◆ **Problem to work on**:
Your answer must be an exact copy of the data below.

[Dataset entries]
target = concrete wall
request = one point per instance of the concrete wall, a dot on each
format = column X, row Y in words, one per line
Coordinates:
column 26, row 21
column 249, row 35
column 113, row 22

◆ **Exercise solution**:
target = concrete wall
request = one point per instance of the concrete wall, a dot on each
format = column X, row Y in words, one per line
Coordinates:
column 26, row 21
column 249, row 35
column 113, row 22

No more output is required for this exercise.